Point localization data
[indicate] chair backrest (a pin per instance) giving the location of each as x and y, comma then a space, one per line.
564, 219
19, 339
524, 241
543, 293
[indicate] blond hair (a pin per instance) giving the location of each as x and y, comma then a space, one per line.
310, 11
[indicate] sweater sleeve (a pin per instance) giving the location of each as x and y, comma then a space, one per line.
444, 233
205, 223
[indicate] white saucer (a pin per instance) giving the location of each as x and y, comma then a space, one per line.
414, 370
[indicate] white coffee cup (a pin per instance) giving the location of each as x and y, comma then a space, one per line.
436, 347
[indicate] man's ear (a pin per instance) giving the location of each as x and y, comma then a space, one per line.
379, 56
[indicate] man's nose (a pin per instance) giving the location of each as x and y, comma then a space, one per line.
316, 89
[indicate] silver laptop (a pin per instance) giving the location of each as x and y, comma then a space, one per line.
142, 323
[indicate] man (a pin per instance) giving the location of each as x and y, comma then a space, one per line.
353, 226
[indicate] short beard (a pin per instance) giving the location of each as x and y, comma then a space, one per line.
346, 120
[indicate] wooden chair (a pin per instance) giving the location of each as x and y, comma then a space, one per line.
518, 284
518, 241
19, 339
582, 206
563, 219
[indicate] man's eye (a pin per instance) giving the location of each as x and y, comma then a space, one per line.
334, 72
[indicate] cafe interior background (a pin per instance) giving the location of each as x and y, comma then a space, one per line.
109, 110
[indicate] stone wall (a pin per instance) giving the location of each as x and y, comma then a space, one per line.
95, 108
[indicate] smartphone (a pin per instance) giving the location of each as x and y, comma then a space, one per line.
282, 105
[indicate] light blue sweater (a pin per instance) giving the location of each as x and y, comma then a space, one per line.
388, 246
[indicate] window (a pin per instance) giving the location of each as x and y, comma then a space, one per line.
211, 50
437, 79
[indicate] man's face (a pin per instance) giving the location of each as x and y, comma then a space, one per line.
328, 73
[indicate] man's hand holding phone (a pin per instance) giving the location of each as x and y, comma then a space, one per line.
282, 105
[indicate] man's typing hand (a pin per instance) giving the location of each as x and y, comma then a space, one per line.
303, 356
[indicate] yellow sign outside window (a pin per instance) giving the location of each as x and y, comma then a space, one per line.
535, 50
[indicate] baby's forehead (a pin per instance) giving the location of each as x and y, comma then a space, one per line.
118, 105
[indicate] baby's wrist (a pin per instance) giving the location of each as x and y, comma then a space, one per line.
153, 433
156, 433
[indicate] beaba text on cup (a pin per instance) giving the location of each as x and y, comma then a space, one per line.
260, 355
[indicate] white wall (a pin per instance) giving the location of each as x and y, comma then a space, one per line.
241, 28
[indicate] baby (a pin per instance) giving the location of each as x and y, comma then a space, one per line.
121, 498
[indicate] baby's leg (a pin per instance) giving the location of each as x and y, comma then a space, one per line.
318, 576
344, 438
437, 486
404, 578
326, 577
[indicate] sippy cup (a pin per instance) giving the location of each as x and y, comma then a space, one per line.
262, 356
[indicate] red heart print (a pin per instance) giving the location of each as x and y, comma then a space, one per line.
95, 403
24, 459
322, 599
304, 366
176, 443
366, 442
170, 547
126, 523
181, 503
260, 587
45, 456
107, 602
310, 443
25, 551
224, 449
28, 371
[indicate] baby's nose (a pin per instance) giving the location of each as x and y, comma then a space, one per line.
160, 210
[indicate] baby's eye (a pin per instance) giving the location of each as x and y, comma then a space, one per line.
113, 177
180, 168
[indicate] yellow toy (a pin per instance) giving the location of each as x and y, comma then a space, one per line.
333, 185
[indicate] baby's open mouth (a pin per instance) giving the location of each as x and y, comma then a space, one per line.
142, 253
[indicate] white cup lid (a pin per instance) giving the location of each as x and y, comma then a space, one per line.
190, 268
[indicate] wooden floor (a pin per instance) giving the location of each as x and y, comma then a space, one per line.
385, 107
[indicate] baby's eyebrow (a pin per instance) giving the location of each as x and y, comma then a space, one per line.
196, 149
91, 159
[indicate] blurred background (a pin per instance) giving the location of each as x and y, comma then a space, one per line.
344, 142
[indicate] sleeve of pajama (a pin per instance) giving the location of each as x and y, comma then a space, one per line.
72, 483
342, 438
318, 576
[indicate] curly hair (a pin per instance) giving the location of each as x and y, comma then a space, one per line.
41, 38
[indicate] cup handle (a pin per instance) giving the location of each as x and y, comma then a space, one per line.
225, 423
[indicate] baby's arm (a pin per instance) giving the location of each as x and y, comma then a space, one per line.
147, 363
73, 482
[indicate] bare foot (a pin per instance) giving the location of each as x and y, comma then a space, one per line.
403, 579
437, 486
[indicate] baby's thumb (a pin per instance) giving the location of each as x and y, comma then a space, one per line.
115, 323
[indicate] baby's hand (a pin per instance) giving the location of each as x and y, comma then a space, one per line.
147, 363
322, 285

- **Goal of the exercise**
In full and verbatim, repeat the records given above.

- **Output of the exercise**
[indicate] chair backrest (a pin per instance) giving the location of each as x and y, comma then a space, one per line.
564, 219
19, 339
524, 241
543, 293
[indicate] blond hair (a pin per instance) giving the location of each as x and y, comma then a space, one per line.
310, 11
[indicate] sweater sleeve (a pin per instance) giving the location of each as x and y, comma then a space, one per line.
444, 233
205, 223
[indicate] white saucer (a pin per instance) giving the location of each as x and y, comma then a space, one per line.
414, 370
[indicate] white coffee cup (a pin per instance) giving the location of each as x and y, comma then a space, one per line.
436, 347
[indicate] man's ear (a pin per instance) giving the location of each as x and y, comma then a space, one per line.
379, 56
[indicate] man's nose (a pin per instance) giving the location of each as x and y, comma then a space, one per line.
316, 89
[indicate] silver laptop (a pin per instance) giving the location of each as x and y, comma then a space, one per line.
142, 323
[indicate] man (a pin per instance) giving the location of each as x and y, comma then a space, one per line.
353, 226
[indicate] short beard (a pin per instance) giving the location of each as x and y, comma then a space, one per line.
346, 120
[indicate] wooden chair (a pin per instance) giving the location of each as x and y, comma then a space, one per line.
518, 284
518, 241
19, 339
582, 206
563, 219
[indicate] man's eye (a pin per instance) giving the location of each as x and y, comma then a space, one per line.
334, 72
[indicate] cafe interior background (a pin per instance) giving the location of each as x and y, comma then a space, one per line.
109, 110
[indicate] stone wall (a pin per instance) giving the location of each as x and y, comma then a space, one per line.
95, 108
[indicate] smartphone (a pin per instance) giving the location of each as x and y, comma then a space, one per line.
282, 105
[indicate] light blue sweater (a pin per instance) giving the location of each as x and y, comma then a space, one per line.
388, 246
[indicate] window (a pin per instance) giving the location of each as x and y, comma then a space, one per line.
211, 50
437, 79
[indicate] man's face (a pin per instance) giving the location of each as x and y, comma then a space, one per line.
328, 73
[indicate] man's hand holding phone (a pin per instance) giving the location of each as x and y, comma then a space, one per line.
282, 105
[indicate] man's typing hand (a pin per instance) giving the location of each as x and y, comma then a space, one per line.
303, 356
[indicate] yellow sign outside window (a pin per instance) giving the location of each as x and y, comma then a space, one per line.
535, 50
[indicate] baby's forehead (a pin per instance) giving the location of each as x and y, comma then a space, one per line.
118, 105
[indicate] baby's wrist (a pin per instance) giving the location of each as x and y, comma then a space, one per line.
153, 433
156, 433
[indicate] beaba text on cup (a pin per instance) giving the location of each as x and y, comma then a space, one per line.
260, 355
[indicate] white wall (a pin per instance) giving the location of each as x and y, comma then a space, one per line.
241, 28
[indicate] baby (a pin per instance) giving the location of each as x and y, comma then a space, one per line.
121, 498
[indicate] baby's leg (a pin per instance) giving the location of each as x and y, comma then a space, one per line.
318, 576
344, 438
437, 486
404, 578
326, 577
[indicate] sippy cup (a pin per instance) giving the location of each as x and y, comma then a space, one per line.
262, 356
[indicate] red heart print (a pin per instance) giving the location of each as x and y, comma then a space, one per line.
95, 403
24, 459
322, 599
304, 366
176, 443
366, 442
170, 547
126, 523
181, 503
260, 587
45, 456
107, 602
310, 443
25, 551
224, 449
28, 371
[indicate] baby's nose (a pin per instance) giving the location of each as x and y, comma then a space, one per line.
160, 210
[indicate] baby's eye (a pin per instance) giving the location of each as x and y, comma then a space, one per line.
113, 177
180, 168
[indicate] yellow toy (a pin per instance) giving the location of each as x and y, comma then a space, one per line.
333, 185
[indicate] baby's open mouth (a pin per instance) giving the location of each as x and y, comma then a space, one per line.
142, 253
[indicate] white cup lid (a pin per instance) giving the location of each as x and y, comma then a space, one per line.
190, 268
[indicate] wooden floor (a pin per instance) giving the location of each as x and y, comma then a space, one per line.
385, 107
[indicate] baby's eyebrow (a pin per instance) giving the location of each as x and y, comma then a space, one per line.
196, 149
91, 159
[indicate] blurred background (a pin per instance) giving the location of each as x and y, comma then a space, one per line.
344, 142
[indicate] sleeve of pajama (a pin per instance) giving the location of each as x and y, comma then a space, one per line.
72, 483
342, 438
318, 576
[indicate] curly hair (a pin per instance) giving the location of each as x and y, comma then a space, one per line.
41, 38
[indicate] cup handle (a pin per instance) giving the location of each as x and y, comma then a space, one per line.
225, 423
[indicate] baby's arm (a pin per instance) giving the location of each as x and y, comma then a space, one per line.
147, 363
73, 482
[indicate] bare foot (a pin per instance) giving the location of each as x and y, comma then a space, one per line.
403, 579
437, 486
[indicate] baby's thumb (a pin per instance) giving the location of each as x and y, comma then a space, one per line.
115, 323
[indicate] baby's hand (a pin per instance) giving the location of each as x and y, comma then a space, one per line.
147, 363
322, 285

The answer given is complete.